### Texto de referencia:
Sin embargo, una regla de la historia inquebrantable es que los imperios nunca duran y cuando la joven Isabel se convirtió en reina, el británico ya tenía sus días contados. Durante la Segunda Guerra Mundial, los británicos lideraron un esfuerzo internacional por derrotar al nazismo en nombre de la libertad, la democracia y la autodeterminación. No es de extrañar que otros países que habían vivido bajo la bandera británica exigieran ahora los mismos derechos. Y así fue como, a lo largo de la época de la posguerra, la reina Isabel II presidió el desmantelamiento del imperio que sus ilustres predecesoras, Isabel I y Victoria, tanto habían hecho por construir.

En 1962, el ex secretario de Estado estadounidense, Dean Acherson, hizo una observación aguda: Reino Unido había perdido un imperio pero no había encontrado un papel. Sin duda, Acherson tenía razón, pero el declive desde un imperio global a una potencia de rango menor nunca llegó a ser una debacle gracias en parte a la Commonwealth y a la presencia de Isabel II como jefa de Estado. La reina personificaba una imagen muy clara de una identidad compartida, y una conexión histórica, que gustaban a mucha gente dentro y fuera del Reino Unido.

El propósito exacto de la Commonwealth —una organización de unos 50 países del antiguo imperio británico— nunca ha estado muy nítida. Pero la dignidad de la reina Isabel fue muy importante para establecer un sentido de continuidad, incluso cuando era difícil articular exactamente el porqué. Ella personificó el cambio sin ruptura con su presencia global incluso cuando, con un análisis más racional, las razones precisas para la cohesión eran más difíciles de encontrar.

Esta misma capacidad de gestionar el cambio sin turbulencias fue aún más evidente en la política británica. Durante unas siete décadas Isabel se tomó muy en serio su papel de jefa de Estado y llegó a conocer bien a casi todos sus 15 primeros ministros que, a su vez abarcaron, más de un siglo: el primer jefe de Gobierno que sirvió a Isabel fue el ilustre estadista Winston Churchill, nacido en 1874 y la última, Liz Truss, nació en 1975. Cada día, la reina recibía un informe personal del Parlamento y cada semana se entrevistaba con el primer ministro. En sus autobiografías, estos líderes discrepan sobre muchos temas, pero hay un consenso total en un punto: cada uno valoraba mucho las reuniones semanales con la reina, por su sabiduría y por su discreción total. La reina no revelaba nada de esas conversaciones a nadie.

### Consigna 1:
Según el texto sobre Isabel II, ¿quién fue el primer jefe de Gobierno que sirvió a la reina?
### Consigna 2:
Reproduce literalmente el pasaje del texto sobre Isabel II que empieza con "El propósito exacto" y sigue hasta "difíciles de encontrar.".
Responde únicamente con lo que dice el texto sobre Isabel II.

### Filas proporcionadas:
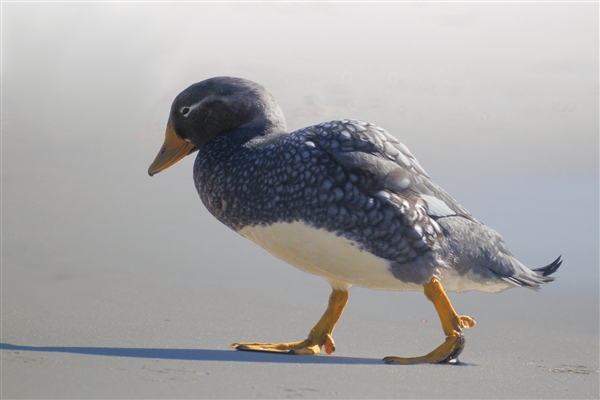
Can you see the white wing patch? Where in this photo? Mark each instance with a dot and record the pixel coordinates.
(437, 207)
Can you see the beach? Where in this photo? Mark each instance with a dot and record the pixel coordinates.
(118, 285)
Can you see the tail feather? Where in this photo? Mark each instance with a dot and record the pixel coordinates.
(532, 279)
(550, 268)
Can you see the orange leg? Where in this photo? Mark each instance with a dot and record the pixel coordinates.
(318, 337)
(452, 324)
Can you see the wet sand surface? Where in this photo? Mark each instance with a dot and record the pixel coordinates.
(115, 285)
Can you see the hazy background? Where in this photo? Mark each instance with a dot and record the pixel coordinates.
(498, 101)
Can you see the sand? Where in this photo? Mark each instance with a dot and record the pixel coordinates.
(117, 285)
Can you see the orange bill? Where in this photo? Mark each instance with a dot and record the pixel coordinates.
(173, 150)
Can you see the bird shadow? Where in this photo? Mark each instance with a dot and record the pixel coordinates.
(202, 355)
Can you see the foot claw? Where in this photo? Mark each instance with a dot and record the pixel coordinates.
(329, 344)
(466, 322)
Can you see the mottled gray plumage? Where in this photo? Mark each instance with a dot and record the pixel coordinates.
(348, 177)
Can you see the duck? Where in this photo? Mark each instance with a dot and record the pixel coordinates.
(344, 200)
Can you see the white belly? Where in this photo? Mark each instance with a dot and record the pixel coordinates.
(320, 252)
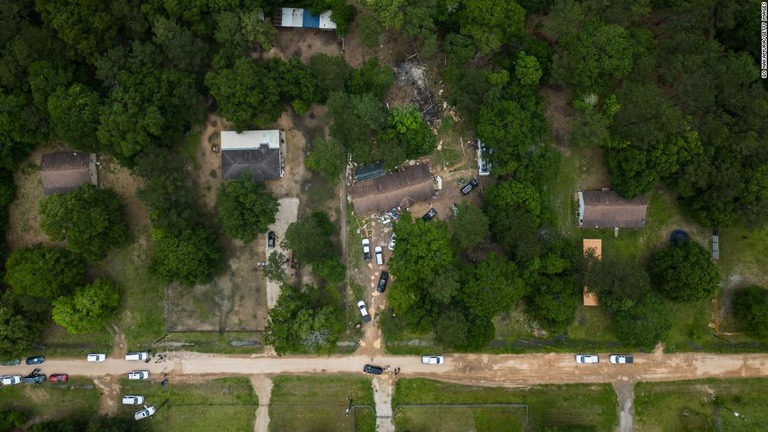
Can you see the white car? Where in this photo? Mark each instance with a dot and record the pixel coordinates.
(146, 412)
(138, 375)
(432, 359)
(10, 379)
(587, 358)
(96, 357)
(363, 311)
(133, 400)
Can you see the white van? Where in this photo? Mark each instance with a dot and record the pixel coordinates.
(137, 356)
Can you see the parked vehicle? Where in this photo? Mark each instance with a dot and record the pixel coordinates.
(96, 357)
(366, 249)
(35, 360)
(432, 359)
(383, 278)
(392, 239)
(373, 370)
(621, 359)
(364, 311)
(133, 400)
(587, 358)
(58, 378)
(429, 215)
(146, 412)
(468, 187)
(10, 379)
(134, 356)
(138, 375)
(33, 379)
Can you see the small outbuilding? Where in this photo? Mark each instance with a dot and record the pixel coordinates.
(398, 189)
(607, 209)
(63, 171)
(258, 152)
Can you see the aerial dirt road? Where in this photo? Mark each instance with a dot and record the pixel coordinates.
(470, 369)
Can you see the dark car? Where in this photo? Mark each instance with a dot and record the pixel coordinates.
(429, 215)
(35, 360)
(373, 370)
(382, 281)
(468, 187)
(58, 378)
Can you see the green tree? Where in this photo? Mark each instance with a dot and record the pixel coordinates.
(43, 273)
(302, 322)
(331, 73)
(247, 93)
(750, 308)
(492, 23)
(190, 257)
(89, 309)
(89, 219)
(683, 271)
(19, 329)
(469, 228)
(493, 287)
(245, 208)
(373, 77)
(74, 113)
(327, 157)
(357, 119)
(309, 238)
(527, 69)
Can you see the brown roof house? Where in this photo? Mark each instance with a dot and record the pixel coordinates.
(606, 209)
(63, 171)
(399, 189)
(256, 152)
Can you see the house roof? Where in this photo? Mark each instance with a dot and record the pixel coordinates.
(399, 189)
(596, 247)
(63, 171)
(263, 164)
(250, 140)
(606, 209)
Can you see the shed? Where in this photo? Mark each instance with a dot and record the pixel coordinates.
(399, 189)
(257, 152)
(63, 171)
(303, 18)
(606, 209)
(595, 247)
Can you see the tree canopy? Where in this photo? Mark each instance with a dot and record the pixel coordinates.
(89, 309)
(683, 271)
(89, 219)
(245, 208)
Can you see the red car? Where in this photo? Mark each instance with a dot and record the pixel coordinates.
(58, 378)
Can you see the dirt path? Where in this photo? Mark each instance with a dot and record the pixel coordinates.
(474, 369)
(262, 386)
(626, 392)
(383, 387)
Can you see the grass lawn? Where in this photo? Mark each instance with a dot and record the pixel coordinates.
(548, 405)
(301, 403)
(688, 405)
(79, 397)
(142, 315)
(225, 404)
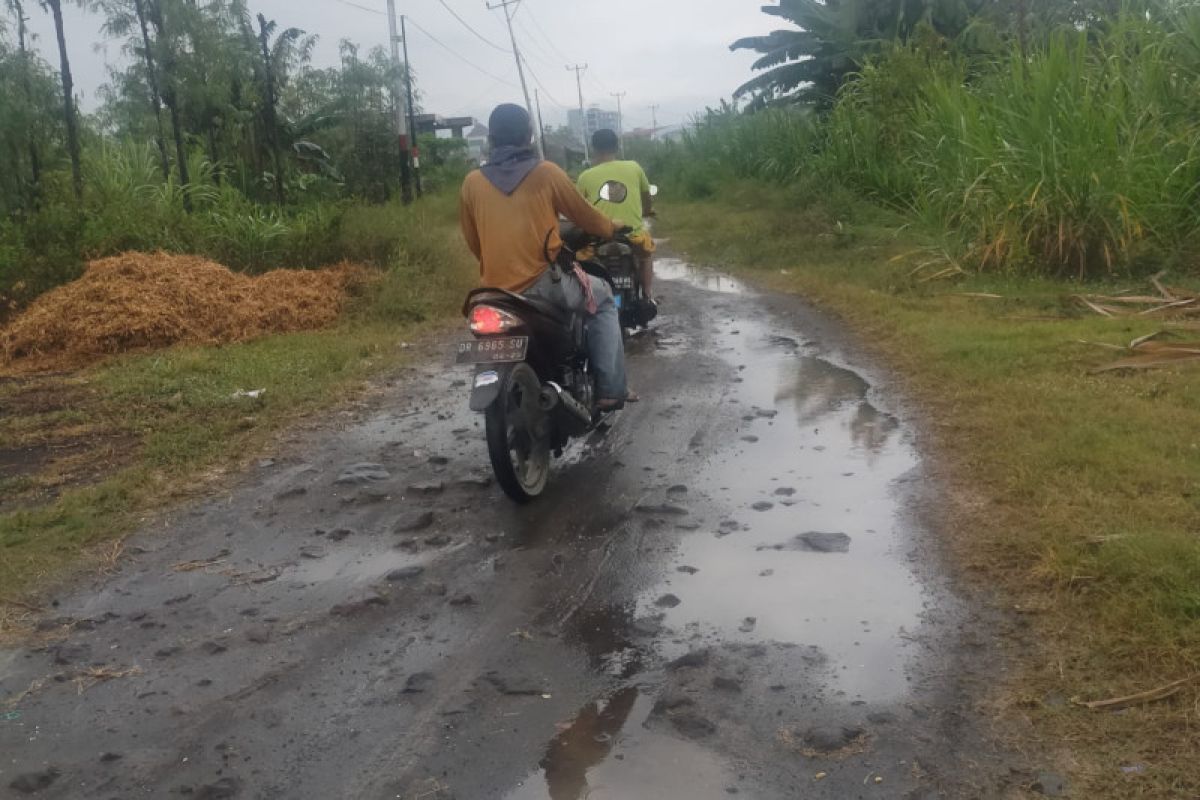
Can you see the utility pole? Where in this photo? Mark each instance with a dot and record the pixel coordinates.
(580, 68)
(516, 54)
(541, 128)
(397, 94)
(621, 121)
(412, 109)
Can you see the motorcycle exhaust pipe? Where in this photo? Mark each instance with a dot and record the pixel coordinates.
(565, 408)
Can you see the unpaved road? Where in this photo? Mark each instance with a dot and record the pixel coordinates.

### Respuesta 1:
Winston Churchill, nacido en 1874.

### Respuesta 2:
El propósito exacto de la Commonwealth —una organización de unos 50 países del antiguo imperio británico— nunca ha estado muy nítida. Pero la dignidad de la reina Isabel fue muy importante para establecer un sentido de continuidad, incluso cuando era difícil articular exactamente el porqué. Ella personificó el cambio sin ruptura con su presencia global incluso cuando, con un análisis más racional, las razones precisas para la cohesión eran más difíciles de encontrar.